[GOAL OF THE EXERCISE]: Each line of the material below with the word "studio" is to be reported.

:: MATERIAL SUPPLIED

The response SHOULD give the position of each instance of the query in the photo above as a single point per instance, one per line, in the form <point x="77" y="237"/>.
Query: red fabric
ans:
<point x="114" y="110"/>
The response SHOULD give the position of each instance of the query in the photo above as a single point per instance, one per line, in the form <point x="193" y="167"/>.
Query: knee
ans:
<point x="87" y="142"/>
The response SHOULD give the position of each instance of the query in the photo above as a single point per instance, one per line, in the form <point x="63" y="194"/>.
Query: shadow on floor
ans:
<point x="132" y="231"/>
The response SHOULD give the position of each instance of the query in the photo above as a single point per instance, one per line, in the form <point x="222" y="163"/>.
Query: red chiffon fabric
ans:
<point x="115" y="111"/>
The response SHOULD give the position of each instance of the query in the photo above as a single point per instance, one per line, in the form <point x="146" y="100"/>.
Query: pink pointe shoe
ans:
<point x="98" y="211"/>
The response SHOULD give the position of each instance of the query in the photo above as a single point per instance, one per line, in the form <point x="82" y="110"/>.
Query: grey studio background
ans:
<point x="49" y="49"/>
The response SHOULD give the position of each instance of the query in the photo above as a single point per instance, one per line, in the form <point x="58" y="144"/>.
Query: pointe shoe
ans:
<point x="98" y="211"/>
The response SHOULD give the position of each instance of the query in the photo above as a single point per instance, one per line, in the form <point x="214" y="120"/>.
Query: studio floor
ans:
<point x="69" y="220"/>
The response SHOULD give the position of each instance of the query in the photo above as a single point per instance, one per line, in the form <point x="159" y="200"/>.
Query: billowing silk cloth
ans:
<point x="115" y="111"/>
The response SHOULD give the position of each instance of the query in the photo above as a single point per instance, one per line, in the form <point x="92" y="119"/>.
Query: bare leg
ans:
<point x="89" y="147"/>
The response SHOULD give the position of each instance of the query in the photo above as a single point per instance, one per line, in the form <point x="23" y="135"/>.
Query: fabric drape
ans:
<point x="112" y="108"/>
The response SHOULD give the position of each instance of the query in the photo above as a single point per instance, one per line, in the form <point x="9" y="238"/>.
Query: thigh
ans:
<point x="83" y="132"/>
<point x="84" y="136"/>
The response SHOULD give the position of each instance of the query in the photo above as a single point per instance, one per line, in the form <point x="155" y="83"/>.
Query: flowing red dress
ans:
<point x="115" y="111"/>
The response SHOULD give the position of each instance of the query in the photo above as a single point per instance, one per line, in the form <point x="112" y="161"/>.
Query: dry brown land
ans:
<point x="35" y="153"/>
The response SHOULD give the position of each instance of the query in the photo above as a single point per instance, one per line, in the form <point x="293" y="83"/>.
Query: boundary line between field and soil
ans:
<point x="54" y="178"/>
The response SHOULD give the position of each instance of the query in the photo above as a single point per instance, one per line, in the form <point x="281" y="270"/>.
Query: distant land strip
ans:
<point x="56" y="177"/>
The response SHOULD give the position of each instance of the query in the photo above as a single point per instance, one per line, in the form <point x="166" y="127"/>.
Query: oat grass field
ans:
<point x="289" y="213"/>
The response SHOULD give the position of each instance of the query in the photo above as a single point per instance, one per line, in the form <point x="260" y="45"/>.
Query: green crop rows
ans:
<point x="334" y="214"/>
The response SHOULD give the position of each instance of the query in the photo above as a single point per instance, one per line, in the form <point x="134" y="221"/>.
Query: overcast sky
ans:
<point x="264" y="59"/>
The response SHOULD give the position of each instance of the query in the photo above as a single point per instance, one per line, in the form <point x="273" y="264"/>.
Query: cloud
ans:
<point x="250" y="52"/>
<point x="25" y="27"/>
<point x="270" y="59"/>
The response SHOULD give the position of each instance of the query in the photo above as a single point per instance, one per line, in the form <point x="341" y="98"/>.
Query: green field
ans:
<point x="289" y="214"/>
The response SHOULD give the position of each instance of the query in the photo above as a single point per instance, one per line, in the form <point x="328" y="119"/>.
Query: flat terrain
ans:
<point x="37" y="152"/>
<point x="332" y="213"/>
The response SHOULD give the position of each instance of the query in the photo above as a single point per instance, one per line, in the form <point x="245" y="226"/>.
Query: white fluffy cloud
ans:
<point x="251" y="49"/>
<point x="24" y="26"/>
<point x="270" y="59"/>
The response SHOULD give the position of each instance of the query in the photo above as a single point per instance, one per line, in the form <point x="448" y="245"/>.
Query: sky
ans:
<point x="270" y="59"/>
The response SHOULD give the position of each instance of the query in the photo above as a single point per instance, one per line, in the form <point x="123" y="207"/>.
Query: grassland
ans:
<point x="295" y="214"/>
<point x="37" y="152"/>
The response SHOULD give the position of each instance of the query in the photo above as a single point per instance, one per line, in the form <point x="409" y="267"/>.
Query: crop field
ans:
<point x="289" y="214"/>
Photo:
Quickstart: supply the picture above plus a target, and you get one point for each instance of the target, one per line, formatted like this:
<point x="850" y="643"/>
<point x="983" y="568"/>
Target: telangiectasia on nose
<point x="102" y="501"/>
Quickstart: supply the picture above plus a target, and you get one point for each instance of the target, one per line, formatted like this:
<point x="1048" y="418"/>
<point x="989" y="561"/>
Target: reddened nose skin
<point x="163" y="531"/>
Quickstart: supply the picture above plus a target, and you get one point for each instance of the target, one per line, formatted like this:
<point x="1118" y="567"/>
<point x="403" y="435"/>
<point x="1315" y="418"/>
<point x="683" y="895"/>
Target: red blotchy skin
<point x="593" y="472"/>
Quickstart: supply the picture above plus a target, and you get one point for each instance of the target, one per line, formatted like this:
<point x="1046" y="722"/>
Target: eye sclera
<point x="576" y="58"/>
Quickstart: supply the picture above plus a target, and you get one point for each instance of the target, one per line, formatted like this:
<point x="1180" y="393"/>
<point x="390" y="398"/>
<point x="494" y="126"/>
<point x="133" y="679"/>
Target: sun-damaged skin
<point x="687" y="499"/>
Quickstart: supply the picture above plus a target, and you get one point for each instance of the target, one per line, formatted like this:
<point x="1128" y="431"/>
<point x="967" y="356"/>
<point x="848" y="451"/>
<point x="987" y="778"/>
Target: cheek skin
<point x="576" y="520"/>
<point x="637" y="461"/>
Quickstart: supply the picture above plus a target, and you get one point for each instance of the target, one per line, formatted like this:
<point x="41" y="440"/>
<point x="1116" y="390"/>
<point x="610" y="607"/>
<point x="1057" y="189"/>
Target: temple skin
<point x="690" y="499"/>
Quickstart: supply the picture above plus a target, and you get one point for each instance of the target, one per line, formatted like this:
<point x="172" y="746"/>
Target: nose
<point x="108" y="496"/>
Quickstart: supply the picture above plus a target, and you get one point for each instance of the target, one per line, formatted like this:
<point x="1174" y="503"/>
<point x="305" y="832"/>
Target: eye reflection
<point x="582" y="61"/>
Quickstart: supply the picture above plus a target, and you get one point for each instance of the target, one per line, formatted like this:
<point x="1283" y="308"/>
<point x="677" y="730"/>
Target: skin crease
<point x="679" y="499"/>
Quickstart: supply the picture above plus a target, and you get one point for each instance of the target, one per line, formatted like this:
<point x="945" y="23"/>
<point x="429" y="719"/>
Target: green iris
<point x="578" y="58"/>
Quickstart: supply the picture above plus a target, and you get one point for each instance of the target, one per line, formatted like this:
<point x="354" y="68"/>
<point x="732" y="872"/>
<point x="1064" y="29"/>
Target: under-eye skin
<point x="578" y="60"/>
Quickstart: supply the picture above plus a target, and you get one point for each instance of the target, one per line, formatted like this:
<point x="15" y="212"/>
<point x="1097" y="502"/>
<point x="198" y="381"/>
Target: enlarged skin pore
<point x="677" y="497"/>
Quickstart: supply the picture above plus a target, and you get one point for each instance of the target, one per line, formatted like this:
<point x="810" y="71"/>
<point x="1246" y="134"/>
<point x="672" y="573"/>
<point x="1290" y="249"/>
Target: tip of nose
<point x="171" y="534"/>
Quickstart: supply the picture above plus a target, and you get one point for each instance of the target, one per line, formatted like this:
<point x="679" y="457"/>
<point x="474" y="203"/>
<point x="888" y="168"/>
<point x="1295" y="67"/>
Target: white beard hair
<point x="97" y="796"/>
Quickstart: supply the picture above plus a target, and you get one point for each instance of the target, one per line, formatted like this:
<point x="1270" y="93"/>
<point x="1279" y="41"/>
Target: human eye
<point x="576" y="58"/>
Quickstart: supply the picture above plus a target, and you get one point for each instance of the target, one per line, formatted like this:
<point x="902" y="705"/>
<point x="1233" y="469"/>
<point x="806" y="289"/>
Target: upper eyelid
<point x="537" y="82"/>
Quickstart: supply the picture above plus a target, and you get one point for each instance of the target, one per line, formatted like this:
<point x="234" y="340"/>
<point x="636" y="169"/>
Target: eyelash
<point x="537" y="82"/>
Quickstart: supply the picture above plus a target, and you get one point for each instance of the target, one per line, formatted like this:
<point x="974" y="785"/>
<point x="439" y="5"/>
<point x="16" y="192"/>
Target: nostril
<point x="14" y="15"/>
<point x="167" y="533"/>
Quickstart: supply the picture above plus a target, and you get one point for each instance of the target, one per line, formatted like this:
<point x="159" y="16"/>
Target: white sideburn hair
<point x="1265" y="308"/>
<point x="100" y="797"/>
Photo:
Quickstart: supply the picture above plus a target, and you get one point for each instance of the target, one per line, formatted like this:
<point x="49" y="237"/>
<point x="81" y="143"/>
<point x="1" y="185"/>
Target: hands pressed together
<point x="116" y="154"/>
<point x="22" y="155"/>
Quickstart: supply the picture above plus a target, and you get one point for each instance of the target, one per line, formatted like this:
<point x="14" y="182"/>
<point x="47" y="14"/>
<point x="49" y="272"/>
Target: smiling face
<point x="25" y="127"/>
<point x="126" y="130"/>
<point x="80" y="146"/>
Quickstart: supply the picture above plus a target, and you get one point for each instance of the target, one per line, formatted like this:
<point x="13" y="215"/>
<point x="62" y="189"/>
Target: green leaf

::::

[ANSWER BOX]:
Query: grey studio background
Query: studio floor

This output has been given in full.